● **Listed entries**
════

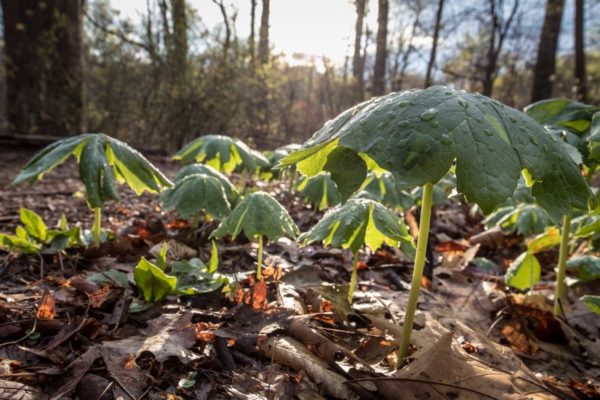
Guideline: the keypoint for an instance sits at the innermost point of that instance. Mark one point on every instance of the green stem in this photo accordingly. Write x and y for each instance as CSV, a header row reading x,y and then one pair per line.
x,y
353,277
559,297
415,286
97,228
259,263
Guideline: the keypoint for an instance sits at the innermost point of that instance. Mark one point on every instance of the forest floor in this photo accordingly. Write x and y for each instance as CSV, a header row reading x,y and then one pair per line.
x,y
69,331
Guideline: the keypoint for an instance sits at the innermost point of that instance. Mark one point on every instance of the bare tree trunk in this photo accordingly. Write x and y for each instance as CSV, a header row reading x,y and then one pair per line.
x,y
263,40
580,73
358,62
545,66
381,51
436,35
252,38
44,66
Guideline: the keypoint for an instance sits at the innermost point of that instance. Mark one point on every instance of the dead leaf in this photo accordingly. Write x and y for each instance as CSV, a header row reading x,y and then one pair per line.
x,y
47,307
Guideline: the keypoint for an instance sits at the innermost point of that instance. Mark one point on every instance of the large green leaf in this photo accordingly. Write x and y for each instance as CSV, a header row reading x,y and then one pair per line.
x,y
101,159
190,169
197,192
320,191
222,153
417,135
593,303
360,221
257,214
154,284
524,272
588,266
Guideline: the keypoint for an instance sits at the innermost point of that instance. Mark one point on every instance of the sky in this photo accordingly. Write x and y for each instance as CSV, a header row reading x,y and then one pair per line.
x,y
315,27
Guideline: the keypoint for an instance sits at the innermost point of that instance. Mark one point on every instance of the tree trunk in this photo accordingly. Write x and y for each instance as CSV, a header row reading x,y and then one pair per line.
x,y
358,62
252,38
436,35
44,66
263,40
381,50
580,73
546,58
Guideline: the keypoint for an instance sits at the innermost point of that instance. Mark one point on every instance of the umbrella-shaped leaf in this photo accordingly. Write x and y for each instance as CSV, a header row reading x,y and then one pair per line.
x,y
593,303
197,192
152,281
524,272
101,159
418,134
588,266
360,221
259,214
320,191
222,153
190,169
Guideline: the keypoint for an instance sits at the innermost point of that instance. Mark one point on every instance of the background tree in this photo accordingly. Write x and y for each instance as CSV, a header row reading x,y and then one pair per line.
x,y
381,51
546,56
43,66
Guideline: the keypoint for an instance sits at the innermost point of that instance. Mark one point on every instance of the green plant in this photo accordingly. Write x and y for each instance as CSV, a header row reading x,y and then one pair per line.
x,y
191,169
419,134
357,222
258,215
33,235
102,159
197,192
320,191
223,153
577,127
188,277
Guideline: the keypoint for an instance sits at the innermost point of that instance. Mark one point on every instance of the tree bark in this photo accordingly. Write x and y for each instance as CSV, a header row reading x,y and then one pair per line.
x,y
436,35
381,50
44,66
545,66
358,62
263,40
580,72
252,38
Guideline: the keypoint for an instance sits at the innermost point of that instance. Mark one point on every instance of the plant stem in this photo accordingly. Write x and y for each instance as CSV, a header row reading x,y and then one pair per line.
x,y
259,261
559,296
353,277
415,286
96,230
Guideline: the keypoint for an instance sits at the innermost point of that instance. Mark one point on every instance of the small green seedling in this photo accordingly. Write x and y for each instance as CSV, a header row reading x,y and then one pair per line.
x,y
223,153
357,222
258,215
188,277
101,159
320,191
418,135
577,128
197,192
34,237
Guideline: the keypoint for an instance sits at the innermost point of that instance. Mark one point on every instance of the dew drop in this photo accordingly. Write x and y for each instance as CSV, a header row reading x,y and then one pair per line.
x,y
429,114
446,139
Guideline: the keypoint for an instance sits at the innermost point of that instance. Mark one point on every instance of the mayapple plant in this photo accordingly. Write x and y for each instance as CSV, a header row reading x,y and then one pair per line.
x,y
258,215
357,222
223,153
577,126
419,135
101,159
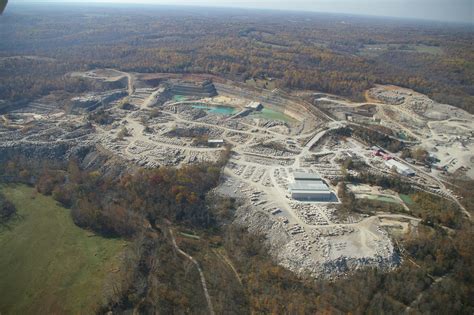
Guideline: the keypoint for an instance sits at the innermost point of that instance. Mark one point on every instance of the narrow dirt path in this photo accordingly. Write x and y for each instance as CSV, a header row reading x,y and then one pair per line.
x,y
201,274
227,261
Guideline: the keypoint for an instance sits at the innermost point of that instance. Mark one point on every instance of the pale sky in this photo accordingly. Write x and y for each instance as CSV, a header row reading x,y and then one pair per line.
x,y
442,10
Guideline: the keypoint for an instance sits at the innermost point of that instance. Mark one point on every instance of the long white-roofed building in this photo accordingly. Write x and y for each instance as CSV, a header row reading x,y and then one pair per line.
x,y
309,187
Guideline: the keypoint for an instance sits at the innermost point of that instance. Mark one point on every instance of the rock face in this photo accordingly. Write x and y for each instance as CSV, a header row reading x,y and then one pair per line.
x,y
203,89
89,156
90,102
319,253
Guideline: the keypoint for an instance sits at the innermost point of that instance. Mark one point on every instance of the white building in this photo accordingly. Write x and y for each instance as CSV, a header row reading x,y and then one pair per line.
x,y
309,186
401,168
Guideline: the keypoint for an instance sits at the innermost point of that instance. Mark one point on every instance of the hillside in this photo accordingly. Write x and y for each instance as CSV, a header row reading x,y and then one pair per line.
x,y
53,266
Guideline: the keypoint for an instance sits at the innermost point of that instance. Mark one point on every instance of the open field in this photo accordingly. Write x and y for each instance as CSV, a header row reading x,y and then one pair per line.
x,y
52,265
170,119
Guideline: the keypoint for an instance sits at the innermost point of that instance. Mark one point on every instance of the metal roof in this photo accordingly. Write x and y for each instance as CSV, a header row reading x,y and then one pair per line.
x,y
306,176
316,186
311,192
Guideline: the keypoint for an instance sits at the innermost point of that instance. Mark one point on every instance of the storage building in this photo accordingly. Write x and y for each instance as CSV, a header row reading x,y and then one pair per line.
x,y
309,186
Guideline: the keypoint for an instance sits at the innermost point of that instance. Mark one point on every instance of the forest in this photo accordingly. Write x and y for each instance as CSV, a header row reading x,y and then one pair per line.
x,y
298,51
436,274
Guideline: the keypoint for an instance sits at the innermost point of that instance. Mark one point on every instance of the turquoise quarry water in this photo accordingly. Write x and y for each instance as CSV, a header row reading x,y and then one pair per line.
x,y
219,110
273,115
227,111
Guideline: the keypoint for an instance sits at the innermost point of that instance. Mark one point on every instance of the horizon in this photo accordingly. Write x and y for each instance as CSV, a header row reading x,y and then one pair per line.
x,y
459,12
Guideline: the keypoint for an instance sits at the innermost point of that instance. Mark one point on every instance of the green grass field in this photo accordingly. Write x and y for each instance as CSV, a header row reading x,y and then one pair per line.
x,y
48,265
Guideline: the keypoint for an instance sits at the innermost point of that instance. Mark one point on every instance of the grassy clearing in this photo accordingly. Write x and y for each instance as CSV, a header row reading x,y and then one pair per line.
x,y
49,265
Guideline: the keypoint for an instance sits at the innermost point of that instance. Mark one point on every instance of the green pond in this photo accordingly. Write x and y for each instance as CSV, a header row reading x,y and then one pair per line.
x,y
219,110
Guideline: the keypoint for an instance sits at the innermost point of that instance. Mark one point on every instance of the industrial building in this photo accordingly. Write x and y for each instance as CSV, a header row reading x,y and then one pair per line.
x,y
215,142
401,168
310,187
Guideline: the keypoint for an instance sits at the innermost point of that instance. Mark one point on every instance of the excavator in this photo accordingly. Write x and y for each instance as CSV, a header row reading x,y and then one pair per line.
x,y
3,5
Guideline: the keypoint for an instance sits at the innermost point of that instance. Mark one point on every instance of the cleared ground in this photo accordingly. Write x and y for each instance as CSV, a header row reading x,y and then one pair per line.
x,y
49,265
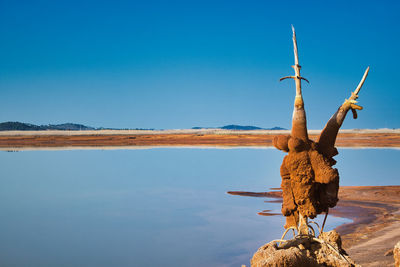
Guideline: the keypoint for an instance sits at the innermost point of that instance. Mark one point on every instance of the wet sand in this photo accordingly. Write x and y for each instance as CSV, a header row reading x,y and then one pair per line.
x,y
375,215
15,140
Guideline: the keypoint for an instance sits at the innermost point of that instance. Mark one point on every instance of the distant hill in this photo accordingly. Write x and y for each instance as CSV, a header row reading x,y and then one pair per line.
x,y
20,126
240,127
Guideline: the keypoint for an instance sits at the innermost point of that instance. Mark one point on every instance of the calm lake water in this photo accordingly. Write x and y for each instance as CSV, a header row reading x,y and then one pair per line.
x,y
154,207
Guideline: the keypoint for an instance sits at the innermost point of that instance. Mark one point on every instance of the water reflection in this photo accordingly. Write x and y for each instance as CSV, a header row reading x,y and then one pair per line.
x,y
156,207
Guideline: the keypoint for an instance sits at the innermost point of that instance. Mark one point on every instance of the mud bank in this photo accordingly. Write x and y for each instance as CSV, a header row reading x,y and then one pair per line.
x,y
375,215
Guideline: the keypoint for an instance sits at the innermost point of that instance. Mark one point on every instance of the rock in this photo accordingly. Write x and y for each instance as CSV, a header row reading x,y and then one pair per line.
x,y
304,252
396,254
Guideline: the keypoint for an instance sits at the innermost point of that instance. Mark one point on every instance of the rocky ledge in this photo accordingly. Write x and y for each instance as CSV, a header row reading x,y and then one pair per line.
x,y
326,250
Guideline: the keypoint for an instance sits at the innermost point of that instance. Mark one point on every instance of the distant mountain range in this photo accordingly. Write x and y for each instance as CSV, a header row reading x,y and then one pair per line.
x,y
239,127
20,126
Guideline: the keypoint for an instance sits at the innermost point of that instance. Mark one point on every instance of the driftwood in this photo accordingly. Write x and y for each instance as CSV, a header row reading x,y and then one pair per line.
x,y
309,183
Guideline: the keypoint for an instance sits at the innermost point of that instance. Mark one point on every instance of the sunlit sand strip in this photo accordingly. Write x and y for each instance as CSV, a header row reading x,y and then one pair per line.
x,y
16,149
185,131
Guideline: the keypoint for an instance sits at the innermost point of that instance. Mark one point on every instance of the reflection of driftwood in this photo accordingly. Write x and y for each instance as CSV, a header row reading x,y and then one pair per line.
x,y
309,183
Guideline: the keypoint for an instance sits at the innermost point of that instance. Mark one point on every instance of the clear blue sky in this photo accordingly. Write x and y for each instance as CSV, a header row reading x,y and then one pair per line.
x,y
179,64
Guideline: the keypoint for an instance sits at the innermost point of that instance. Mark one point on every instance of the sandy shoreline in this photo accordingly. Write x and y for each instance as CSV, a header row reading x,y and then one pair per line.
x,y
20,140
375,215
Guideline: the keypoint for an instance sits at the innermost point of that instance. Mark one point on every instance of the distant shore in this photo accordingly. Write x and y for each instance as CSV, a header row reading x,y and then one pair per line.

════

Copy the items again, beginning at the line that contains "of the reflection" and continuing through the last line of the items, with the requests included. Shift each x and y coordinate in the answers by adding 130 to it.

Guideline: the keypoint for an instance sits at the innermost point of that instance. Mark one point on every instance of the reflection of driftwood in this photo accordingly. Write x and y for each instance as CSV, a header row reading x,y and then one pair per line.
x,y
439,313
Guideline: the keypoint for an instance sits at the innermost point of that instance. Mark one point on every instance of the clear blue sky in this photo accordingly. Write x and y for each instance as CSV, a header row reading x,y and then one pair per line.
x,y
309,194
Guideline: the keypoint for an instance sits at the innermost point of that instance. Mark one point on every instance of the sandy shoreline in this photo accordingly. Write x and y for each instance as CSV, a header row reading x,y and then one pair per line.
x,y
150,270
505,345
Guideline: the keypoint for an instance sits at the innermost point of that instance. Mark one point on every instance of the distant shore in this photo accordingly. Write x and y for each instance as CSV, a header row reading x,y and then one pair per line.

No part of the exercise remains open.